Data excerpts:
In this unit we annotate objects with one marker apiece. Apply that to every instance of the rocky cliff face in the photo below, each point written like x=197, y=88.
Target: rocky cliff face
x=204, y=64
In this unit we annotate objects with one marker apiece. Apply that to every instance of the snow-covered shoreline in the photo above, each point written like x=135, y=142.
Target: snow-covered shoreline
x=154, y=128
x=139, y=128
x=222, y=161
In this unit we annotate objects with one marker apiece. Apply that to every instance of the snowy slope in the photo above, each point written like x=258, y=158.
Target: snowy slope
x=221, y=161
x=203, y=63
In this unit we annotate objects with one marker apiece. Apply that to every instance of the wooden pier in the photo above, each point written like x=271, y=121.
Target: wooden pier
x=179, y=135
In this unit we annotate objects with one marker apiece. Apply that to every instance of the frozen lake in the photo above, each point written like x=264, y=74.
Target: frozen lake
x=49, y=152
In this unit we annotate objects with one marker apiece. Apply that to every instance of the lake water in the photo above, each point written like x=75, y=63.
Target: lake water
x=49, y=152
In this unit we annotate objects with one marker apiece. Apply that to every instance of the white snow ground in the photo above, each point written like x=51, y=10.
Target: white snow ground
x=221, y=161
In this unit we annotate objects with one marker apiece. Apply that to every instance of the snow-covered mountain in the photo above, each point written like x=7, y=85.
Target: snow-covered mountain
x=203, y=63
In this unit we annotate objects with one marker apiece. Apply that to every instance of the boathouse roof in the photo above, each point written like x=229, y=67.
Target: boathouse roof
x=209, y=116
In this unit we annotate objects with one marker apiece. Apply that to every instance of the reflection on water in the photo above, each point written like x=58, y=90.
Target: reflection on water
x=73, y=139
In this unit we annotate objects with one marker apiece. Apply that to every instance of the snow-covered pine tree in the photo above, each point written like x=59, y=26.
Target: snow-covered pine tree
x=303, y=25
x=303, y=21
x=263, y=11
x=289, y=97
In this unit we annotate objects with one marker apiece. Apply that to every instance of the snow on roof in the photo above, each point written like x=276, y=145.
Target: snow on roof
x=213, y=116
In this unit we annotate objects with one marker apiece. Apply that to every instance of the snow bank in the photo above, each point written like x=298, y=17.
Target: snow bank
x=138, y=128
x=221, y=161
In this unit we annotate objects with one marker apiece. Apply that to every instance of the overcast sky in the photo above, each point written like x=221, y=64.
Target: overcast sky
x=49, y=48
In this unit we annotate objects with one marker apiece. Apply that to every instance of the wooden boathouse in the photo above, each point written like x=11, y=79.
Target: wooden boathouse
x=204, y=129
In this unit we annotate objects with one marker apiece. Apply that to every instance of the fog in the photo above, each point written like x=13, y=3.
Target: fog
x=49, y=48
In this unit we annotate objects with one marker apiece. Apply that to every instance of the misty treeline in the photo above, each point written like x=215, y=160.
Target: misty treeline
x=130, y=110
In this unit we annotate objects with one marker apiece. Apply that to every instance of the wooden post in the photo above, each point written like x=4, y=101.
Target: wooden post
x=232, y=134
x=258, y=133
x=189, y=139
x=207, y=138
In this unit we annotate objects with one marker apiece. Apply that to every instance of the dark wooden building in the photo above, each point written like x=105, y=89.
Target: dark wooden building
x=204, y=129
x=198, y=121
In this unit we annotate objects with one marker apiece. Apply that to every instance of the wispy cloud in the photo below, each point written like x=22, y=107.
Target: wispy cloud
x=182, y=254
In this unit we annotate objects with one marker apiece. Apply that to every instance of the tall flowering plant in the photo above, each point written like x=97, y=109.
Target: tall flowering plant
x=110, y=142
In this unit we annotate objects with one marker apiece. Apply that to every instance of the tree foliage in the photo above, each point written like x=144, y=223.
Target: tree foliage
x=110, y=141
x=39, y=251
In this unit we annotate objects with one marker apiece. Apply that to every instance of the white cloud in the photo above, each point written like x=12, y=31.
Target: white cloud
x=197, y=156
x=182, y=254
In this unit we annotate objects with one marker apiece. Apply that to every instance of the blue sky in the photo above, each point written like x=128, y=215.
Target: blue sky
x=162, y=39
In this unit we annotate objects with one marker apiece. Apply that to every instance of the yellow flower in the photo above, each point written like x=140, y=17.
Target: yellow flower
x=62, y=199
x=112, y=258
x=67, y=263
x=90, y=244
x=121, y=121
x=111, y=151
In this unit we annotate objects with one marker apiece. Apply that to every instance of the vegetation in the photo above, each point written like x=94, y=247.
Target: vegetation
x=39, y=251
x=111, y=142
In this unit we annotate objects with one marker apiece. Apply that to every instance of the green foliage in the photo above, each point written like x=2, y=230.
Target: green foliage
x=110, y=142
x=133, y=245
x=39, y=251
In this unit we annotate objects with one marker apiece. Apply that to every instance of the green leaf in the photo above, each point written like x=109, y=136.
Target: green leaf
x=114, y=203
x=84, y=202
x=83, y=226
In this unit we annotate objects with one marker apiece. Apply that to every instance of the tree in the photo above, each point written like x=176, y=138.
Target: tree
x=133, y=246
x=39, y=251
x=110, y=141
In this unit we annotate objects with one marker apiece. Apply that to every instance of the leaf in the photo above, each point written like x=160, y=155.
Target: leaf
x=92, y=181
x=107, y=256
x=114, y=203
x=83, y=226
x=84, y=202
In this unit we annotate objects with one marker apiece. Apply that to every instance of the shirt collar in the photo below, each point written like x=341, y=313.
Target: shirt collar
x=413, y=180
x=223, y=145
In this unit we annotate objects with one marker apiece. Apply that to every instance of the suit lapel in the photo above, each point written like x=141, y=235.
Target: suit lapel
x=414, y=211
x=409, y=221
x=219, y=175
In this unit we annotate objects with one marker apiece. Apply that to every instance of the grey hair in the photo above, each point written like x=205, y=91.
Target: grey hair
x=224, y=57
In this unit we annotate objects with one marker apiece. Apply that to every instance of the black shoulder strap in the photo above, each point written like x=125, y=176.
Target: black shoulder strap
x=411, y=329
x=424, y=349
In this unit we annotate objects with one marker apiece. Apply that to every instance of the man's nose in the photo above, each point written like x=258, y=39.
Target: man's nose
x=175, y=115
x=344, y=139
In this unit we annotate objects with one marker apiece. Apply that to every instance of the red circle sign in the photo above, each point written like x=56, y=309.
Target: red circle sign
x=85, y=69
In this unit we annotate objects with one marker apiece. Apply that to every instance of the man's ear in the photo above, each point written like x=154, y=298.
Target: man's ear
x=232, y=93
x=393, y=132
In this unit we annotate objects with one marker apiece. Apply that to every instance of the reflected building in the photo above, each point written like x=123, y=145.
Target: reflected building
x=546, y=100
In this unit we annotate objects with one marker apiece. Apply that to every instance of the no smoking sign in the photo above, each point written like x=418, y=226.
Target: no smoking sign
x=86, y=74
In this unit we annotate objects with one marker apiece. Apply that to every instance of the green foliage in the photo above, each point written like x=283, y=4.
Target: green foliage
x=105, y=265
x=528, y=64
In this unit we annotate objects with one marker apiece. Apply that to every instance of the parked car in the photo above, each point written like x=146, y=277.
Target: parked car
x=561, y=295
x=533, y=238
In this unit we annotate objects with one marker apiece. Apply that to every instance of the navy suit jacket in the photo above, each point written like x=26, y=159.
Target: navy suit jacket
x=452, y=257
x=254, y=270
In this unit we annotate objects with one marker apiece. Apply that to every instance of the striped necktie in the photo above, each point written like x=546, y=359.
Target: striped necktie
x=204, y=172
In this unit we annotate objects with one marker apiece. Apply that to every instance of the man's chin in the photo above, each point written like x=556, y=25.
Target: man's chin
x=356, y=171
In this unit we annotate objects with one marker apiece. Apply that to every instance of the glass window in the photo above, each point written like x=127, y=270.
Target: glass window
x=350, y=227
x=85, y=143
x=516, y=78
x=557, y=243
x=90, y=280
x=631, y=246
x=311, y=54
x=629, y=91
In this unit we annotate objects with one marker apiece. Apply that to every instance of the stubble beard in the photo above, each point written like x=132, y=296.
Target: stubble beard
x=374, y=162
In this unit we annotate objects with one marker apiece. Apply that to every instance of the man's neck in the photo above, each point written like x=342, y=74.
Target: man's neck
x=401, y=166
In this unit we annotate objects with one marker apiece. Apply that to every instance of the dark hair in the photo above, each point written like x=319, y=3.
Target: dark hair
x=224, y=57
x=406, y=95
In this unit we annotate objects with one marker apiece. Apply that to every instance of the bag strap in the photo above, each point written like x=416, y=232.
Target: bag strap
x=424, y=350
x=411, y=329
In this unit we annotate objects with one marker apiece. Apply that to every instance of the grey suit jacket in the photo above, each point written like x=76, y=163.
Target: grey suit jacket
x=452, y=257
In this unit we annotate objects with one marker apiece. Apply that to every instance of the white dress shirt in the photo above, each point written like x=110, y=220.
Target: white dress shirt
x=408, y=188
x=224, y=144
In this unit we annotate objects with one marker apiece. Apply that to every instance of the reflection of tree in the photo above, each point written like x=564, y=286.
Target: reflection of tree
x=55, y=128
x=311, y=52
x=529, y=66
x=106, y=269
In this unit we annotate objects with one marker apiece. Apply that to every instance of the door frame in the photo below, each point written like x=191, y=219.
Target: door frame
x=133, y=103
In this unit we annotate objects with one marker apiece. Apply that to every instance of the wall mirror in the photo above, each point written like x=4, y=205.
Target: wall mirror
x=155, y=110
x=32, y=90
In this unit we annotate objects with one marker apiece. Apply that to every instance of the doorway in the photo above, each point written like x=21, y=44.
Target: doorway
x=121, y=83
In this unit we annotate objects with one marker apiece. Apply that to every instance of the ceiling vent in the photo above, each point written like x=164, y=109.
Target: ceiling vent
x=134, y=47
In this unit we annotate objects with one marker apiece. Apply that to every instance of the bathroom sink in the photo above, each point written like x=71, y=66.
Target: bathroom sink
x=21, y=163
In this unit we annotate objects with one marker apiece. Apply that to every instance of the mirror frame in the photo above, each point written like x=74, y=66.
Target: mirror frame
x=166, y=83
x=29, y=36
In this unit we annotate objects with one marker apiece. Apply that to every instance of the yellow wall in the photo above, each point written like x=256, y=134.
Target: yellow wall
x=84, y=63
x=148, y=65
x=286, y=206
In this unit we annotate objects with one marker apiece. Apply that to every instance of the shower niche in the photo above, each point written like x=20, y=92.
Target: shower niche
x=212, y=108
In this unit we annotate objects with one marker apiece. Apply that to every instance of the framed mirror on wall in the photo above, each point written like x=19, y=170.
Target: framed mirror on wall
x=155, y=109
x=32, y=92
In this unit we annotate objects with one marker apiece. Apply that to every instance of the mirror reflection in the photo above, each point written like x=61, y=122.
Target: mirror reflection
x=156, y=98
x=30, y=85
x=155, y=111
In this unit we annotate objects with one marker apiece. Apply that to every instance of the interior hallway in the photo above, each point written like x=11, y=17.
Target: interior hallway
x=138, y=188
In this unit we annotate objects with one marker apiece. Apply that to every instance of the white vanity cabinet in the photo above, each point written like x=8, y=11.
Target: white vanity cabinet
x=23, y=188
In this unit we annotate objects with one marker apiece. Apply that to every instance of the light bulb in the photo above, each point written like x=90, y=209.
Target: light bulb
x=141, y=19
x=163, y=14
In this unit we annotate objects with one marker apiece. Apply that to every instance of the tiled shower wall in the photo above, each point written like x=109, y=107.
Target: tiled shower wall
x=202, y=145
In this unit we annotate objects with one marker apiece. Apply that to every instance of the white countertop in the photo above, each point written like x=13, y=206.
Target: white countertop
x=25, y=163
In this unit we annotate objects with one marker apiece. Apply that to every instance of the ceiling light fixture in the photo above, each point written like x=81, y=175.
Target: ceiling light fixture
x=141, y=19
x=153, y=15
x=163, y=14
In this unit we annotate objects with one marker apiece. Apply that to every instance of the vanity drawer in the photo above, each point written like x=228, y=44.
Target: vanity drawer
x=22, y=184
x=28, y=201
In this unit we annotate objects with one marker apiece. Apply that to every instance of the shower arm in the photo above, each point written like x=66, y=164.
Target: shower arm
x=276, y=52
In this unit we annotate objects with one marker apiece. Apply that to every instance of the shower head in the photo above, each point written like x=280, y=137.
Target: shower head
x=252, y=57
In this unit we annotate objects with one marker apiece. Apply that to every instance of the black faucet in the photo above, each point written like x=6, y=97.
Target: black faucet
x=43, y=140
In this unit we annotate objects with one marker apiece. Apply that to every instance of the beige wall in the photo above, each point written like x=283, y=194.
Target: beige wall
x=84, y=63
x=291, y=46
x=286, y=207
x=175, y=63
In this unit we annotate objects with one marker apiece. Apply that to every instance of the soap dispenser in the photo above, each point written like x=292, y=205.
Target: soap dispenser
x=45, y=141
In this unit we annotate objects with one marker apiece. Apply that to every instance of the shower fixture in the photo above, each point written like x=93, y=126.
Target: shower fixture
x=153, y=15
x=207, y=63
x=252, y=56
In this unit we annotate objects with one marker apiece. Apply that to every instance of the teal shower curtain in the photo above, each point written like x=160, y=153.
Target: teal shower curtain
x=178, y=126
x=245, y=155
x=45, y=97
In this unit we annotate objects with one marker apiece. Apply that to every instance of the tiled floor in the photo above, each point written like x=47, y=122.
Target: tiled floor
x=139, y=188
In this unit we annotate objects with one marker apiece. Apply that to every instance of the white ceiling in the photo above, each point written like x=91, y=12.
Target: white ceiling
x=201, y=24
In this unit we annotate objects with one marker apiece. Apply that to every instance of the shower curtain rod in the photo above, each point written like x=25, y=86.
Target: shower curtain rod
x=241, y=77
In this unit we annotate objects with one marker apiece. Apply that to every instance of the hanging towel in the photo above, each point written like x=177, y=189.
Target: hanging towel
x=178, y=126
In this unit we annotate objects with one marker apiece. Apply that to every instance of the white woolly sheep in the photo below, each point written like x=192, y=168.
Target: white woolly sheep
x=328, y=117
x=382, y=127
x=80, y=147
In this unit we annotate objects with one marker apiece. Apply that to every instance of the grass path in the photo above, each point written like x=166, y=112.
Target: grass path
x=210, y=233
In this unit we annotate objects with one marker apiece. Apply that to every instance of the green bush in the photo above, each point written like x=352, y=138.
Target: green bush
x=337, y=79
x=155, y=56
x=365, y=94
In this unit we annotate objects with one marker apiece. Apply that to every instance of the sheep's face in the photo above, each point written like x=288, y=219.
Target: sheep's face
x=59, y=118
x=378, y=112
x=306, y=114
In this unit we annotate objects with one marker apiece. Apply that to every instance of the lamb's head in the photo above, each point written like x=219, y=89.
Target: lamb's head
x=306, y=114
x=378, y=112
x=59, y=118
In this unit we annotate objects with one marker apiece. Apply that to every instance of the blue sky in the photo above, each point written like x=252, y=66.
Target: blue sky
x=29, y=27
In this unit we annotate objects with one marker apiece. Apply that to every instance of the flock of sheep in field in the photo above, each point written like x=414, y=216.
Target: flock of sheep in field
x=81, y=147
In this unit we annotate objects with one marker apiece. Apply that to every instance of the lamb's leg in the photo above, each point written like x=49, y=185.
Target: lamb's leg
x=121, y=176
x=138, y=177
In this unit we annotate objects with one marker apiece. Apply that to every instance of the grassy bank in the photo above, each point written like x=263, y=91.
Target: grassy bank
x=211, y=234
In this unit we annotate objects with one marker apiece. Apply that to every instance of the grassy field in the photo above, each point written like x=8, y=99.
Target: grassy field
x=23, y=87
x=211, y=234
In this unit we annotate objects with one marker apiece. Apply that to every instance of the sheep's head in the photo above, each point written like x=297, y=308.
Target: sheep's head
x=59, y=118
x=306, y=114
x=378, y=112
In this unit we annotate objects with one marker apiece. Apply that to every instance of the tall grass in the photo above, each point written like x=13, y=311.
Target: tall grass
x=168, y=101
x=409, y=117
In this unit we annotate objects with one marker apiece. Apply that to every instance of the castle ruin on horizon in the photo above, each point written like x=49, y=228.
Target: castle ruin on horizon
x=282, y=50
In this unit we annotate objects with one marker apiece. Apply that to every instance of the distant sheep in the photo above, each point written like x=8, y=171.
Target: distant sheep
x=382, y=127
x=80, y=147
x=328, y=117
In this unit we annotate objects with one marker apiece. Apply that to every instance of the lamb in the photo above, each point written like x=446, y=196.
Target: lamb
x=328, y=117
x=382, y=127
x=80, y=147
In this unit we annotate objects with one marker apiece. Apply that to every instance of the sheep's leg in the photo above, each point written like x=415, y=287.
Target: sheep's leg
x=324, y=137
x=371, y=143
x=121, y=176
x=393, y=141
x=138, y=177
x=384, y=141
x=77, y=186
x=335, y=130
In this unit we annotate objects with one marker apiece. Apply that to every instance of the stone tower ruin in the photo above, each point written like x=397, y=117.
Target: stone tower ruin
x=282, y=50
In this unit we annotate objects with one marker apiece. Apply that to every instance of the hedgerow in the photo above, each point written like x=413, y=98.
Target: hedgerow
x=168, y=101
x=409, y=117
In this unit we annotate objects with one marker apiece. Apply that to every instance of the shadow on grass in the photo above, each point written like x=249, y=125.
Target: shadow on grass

Given instruction:
Arrange the lines of the records as a JSON list of strings, one string per line and blank lines omitted. Start at the line that contains "like x=59, y=26." and stop after the line that contains "x=289, y=97".

Written answer:
[
  "In this unit we annotate objects with one marker apiece. Apply that to every instance of the snow-covered pine tree in the photo above, each point written like x=59, y=26.",
  "Target: snow-covered pine tree",
  "x=303, y=25",
  "x=303, y=21",
  "x=263, y=11",
  "x=289, y=97"
]